***** INPUT

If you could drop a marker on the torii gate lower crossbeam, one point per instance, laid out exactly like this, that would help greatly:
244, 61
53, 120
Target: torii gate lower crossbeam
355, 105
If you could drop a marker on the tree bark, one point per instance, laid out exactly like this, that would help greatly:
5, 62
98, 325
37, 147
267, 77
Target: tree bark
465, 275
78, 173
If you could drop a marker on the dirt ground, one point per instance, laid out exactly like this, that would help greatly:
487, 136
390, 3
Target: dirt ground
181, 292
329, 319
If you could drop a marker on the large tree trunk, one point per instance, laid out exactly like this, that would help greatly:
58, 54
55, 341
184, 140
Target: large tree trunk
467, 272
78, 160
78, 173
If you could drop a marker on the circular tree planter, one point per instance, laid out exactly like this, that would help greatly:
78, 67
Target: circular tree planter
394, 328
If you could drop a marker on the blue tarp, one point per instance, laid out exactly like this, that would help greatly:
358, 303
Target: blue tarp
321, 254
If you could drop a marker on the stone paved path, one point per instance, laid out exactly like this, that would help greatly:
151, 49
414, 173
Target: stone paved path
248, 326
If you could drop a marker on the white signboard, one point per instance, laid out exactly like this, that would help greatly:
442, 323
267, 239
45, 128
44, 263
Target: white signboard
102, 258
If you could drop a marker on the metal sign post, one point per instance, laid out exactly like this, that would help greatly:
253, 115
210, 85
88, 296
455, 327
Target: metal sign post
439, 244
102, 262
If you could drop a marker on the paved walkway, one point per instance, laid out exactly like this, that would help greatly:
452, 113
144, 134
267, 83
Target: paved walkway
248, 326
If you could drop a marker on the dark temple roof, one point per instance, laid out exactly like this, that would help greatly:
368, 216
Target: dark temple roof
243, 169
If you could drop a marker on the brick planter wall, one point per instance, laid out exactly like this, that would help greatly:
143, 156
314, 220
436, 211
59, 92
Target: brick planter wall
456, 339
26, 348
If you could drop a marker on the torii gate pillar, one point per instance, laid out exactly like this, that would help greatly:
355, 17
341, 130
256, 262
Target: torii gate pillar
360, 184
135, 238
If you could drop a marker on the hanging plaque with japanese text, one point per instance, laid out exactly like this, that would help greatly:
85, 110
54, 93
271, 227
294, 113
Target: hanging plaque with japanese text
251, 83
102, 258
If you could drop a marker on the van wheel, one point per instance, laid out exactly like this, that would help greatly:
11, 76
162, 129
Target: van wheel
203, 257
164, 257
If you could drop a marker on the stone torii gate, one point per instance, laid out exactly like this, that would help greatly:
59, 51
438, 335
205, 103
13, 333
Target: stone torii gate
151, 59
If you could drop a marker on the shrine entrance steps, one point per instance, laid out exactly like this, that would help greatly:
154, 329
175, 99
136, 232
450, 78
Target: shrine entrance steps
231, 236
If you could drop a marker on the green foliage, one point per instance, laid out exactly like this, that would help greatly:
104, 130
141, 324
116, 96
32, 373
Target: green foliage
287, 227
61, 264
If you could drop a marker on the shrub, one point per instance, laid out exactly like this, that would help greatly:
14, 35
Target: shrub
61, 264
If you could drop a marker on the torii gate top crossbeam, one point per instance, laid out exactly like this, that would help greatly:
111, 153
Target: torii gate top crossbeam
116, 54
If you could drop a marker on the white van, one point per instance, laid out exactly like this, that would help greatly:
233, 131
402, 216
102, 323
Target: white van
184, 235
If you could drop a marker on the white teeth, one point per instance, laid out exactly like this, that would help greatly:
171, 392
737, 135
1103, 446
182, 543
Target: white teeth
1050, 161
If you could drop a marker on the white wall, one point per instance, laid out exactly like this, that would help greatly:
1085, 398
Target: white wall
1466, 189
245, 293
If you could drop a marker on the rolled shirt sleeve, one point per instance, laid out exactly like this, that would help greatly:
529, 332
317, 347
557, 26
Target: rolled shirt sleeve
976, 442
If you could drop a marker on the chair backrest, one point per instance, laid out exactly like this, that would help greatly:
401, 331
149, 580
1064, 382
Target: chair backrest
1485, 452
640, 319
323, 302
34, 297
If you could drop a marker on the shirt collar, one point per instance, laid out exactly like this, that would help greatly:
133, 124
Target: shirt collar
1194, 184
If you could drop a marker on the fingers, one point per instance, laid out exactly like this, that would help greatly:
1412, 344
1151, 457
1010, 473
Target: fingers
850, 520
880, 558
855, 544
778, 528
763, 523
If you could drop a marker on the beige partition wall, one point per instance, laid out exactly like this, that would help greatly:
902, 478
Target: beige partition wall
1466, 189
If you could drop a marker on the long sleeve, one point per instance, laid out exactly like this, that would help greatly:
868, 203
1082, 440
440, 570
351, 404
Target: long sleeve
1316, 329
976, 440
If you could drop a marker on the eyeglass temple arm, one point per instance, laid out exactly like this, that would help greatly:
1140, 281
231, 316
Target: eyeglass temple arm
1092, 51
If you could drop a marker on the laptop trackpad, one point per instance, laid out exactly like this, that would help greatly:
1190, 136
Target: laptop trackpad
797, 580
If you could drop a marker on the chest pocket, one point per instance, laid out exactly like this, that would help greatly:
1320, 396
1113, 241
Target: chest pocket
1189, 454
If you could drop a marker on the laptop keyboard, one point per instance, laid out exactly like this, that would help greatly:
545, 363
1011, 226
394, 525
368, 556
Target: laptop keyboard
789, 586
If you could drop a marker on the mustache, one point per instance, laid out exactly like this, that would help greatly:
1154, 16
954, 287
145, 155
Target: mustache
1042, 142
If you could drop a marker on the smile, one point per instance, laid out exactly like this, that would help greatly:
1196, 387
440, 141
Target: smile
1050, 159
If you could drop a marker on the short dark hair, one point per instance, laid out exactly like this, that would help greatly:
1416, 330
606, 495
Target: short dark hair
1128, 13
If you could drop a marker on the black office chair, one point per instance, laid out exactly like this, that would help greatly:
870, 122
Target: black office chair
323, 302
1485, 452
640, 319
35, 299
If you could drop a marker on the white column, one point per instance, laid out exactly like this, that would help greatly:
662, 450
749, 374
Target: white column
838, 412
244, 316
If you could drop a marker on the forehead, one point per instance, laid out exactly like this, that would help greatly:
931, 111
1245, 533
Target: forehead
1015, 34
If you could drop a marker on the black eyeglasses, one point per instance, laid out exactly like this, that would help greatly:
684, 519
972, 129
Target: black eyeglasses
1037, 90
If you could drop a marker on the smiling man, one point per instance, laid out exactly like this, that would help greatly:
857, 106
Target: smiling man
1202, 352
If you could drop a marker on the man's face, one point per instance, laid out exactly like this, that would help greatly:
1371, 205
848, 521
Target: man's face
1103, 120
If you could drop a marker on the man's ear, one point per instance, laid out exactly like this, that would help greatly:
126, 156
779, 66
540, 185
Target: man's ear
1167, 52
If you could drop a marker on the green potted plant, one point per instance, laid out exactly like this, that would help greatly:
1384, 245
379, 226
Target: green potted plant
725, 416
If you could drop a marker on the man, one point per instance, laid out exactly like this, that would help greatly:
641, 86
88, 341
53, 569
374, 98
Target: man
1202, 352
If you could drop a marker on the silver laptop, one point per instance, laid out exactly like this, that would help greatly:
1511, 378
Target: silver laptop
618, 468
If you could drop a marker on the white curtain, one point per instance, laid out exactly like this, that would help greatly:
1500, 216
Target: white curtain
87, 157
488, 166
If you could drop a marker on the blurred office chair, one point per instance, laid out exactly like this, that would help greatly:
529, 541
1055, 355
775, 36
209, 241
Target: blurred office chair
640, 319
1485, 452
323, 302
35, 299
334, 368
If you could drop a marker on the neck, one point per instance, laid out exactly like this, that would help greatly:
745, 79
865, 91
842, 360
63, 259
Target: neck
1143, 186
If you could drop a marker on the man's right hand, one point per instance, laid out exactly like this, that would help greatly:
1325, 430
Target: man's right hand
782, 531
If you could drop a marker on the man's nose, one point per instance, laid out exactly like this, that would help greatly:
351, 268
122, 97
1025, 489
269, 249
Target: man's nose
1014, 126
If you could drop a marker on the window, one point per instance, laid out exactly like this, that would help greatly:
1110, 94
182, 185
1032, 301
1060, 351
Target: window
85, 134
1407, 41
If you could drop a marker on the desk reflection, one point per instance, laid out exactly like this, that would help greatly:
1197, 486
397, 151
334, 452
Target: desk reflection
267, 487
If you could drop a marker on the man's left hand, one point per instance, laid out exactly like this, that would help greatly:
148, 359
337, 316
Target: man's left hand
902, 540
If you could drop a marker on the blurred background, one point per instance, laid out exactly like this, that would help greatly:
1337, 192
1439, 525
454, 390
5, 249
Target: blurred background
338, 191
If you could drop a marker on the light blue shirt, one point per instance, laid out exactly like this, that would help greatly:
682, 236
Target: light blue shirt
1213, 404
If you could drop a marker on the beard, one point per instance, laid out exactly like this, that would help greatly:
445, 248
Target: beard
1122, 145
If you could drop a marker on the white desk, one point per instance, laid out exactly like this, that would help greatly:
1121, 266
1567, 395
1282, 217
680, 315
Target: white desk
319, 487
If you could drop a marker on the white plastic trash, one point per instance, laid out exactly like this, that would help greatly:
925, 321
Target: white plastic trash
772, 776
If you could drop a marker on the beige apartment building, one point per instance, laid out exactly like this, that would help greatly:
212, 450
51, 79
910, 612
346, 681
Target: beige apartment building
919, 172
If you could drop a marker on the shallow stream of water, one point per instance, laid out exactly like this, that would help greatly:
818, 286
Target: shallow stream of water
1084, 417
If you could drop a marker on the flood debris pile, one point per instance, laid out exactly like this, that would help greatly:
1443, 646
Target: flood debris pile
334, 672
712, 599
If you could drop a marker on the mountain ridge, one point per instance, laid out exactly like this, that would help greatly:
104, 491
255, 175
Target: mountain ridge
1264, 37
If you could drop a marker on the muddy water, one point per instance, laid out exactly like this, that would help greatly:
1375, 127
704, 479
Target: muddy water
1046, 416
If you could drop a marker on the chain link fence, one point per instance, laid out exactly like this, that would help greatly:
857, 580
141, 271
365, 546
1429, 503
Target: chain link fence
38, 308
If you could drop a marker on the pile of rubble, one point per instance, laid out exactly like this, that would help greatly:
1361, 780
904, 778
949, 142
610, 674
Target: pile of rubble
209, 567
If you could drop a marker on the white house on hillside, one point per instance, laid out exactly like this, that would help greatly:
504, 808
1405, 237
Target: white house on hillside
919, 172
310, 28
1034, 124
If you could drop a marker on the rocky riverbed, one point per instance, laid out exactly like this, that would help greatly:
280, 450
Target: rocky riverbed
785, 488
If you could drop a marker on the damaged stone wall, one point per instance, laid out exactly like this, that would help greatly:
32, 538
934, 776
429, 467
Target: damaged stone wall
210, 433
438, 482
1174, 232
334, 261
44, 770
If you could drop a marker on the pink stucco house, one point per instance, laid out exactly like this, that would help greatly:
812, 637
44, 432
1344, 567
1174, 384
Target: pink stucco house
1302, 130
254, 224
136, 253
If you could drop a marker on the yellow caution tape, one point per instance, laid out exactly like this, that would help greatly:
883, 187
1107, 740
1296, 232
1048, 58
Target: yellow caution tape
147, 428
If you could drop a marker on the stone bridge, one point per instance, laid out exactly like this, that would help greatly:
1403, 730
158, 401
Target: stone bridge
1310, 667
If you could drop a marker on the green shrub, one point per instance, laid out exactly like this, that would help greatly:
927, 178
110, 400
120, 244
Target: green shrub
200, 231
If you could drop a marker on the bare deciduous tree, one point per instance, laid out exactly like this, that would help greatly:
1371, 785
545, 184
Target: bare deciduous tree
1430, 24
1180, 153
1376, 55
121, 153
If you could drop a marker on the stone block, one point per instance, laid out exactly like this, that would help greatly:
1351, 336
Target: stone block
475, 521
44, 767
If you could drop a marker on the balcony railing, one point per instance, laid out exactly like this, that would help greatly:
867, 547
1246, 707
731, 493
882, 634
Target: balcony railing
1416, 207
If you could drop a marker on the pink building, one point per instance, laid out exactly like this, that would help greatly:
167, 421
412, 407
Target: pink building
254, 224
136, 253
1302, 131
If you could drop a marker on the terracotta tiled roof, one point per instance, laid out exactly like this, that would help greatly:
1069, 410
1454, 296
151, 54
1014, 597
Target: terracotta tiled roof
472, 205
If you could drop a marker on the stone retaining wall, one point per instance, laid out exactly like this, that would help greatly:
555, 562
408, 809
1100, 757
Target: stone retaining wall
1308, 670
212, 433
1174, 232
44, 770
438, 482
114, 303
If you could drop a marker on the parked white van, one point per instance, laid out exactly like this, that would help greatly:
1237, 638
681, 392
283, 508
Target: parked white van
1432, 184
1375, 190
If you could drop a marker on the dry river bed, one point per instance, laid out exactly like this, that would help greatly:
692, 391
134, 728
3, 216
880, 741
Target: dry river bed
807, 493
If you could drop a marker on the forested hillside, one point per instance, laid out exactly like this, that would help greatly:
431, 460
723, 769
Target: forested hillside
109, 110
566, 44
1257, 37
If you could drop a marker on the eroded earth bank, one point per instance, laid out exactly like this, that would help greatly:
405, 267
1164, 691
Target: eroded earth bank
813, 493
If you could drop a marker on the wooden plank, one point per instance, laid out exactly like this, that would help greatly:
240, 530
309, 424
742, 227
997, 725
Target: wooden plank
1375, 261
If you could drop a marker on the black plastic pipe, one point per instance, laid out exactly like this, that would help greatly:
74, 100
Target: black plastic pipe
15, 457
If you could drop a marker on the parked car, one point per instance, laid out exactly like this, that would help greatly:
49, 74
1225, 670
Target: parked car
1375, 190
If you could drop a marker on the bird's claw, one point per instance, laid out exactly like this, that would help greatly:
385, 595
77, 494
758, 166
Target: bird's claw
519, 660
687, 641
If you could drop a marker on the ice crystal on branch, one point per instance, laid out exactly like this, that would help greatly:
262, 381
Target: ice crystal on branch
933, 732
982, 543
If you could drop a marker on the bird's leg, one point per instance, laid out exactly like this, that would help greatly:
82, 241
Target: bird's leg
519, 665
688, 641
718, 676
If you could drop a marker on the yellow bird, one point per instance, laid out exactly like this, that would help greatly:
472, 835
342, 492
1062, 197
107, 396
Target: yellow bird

**********

# WHAT TO DO:
The lines to extract from the data above begin with the line containing "Target: green potted plant" and end with the line containing "If you could drop a marker on the silver". Extract them exactly, including both.

# SOLUTION TO THIS PROBLEM:
Target: green potted plant
725, 416
If you could drop a marker on the man, one point per instance, laid out exactly like this, that would help greatly:
641, 86
88, 341
53, 569
374, 98
Target: man
1202, 352
If you could drop a marker on the silver laptop, one point per instance, laid out exactly like this, that would help greatly:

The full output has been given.